[Stored items]
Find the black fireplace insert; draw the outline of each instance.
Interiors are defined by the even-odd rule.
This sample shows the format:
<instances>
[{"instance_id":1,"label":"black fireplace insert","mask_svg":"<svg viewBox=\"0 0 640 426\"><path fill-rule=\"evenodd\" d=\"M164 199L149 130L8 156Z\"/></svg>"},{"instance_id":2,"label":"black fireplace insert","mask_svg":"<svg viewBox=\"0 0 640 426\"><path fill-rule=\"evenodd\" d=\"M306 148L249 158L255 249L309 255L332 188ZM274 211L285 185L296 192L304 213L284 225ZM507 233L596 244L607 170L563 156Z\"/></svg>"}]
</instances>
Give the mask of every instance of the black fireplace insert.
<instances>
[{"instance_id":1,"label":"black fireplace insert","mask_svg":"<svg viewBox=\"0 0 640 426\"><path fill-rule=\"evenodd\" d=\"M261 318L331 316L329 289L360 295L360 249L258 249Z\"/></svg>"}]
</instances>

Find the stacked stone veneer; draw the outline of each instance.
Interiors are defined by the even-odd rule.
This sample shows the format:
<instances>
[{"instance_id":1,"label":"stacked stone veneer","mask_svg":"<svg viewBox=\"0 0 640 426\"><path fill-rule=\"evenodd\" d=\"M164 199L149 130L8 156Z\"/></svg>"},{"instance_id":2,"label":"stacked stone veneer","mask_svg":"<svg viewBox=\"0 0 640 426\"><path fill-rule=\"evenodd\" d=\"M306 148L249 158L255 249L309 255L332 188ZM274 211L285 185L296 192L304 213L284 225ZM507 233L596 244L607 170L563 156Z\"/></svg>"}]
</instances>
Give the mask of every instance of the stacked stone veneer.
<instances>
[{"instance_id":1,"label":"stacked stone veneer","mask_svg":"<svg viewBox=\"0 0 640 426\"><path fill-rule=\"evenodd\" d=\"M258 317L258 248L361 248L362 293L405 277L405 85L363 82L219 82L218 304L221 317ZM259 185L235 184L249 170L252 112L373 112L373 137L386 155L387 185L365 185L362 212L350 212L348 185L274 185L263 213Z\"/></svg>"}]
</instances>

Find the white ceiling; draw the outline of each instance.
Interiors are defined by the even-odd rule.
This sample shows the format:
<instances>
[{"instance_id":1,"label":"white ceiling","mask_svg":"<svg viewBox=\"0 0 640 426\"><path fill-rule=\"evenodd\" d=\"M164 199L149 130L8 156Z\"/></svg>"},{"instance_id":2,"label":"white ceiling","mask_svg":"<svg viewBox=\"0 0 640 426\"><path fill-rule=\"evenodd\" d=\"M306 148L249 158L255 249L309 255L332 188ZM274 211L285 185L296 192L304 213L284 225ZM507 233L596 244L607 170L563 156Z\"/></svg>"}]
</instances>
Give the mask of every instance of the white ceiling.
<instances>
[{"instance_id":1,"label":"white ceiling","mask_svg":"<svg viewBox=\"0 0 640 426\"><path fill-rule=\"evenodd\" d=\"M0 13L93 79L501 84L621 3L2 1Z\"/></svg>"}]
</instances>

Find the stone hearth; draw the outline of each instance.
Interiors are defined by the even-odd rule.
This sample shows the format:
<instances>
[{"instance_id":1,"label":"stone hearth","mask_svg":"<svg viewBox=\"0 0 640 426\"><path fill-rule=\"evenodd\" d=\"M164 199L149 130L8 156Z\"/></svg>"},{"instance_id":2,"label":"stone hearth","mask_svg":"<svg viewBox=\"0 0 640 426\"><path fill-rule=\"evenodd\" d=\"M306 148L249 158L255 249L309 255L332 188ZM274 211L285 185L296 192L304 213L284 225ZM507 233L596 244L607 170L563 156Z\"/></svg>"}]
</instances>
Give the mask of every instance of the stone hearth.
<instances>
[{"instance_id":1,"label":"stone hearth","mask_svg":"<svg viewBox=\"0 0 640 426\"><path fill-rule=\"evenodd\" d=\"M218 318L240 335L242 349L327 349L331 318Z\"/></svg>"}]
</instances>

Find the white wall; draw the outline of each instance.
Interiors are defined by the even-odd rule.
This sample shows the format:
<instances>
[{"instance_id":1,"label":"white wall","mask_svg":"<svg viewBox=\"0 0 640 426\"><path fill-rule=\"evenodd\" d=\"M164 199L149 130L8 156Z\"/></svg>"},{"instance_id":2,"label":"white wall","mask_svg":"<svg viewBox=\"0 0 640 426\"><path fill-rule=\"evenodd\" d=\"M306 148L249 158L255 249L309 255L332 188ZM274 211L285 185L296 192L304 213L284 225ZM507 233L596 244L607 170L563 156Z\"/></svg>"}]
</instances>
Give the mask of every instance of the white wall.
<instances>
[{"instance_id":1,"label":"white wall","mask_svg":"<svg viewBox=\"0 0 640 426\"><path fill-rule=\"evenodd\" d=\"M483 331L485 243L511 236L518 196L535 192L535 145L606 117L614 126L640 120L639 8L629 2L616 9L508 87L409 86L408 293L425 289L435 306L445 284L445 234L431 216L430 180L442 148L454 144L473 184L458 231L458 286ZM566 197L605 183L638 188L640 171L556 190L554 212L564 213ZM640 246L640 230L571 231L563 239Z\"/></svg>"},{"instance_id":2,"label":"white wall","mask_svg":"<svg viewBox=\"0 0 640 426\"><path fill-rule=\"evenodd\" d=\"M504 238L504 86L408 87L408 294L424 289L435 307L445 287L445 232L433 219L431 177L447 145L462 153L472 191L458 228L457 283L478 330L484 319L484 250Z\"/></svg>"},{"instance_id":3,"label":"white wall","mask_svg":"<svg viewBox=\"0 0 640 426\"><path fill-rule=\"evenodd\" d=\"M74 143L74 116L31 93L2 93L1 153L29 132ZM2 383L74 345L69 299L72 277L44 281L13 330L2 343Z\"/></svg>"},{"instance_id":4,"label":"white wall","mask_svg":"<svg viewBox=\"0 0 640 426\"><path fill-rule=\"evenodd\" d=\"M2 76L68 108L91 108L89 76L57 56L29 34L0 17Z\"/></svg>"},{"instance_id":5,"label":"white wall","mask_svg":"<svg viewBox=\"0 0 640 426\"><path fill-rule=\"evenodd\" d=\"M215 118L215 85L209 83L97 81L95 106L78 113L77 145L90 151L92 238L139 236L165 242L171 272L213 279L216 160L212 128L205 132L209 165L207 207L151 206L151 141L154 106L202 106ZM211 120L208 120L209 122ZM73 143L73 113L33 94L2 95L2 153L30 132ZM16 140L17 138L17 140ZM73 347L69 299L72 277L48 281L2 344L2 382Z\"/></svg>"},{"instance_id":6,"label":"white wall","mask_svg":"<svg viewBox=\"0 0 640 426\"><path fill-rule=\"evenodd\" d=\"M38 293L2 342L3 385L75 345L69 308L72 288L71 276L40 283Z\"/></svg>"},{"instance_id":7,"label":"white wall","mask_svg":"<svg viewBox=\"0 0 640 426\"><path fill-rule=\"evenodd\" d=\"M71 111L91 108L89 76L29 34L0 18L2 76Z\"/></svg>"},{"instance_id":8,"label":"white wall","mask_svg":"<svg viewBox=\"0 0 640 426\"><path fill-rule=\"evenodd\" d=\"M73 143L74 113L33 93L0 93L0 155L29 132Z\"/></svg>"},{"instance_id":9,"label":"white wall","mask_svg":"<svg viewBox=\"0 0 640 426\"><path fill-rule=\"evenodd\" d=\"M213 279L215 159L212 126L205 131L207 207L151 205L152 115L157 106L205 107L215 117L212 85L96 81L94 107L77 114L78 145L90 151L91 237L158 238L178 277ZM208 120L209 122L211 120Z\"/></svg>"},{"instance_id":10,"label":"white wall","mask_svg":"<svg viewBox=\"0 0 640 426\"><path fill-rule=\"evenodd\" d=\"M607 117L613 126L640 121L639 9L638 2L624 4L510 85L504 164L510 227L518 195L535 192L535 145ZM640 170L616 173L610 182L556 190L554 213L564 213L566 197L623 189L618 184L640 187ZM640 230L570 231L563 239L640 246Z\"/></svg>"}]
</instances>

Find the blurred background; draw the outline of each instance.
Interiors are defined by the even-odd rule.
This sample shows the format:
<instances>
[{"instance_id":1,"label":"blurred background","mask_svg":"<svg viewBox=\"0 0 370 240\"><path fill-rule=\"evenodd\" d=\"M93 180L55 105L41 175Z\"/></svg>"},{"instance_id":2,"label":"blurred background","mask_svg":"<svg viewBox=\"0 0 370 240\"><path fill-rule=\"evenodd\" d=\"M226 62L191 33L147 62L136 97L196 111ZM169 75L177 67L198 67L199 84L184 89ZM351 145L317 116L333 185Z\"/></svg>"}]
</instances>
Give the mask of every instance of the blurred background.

▶ **HOW TO COMPLETE THIS TASK**
Please copy every line of the data that carries the string "outline".

▶ **RESULT**
Find the black fireplace insert; draw the outline of each instance.
Find the stacked stone veneer; draw the outline of each instance.
Find the white ceiling; draw the outline of each instance.
Find the stone hearth; draw the outline of each instance.
Find the white wall; draw the outline of each instance.
Find the blurred background; draw the outline of each instance.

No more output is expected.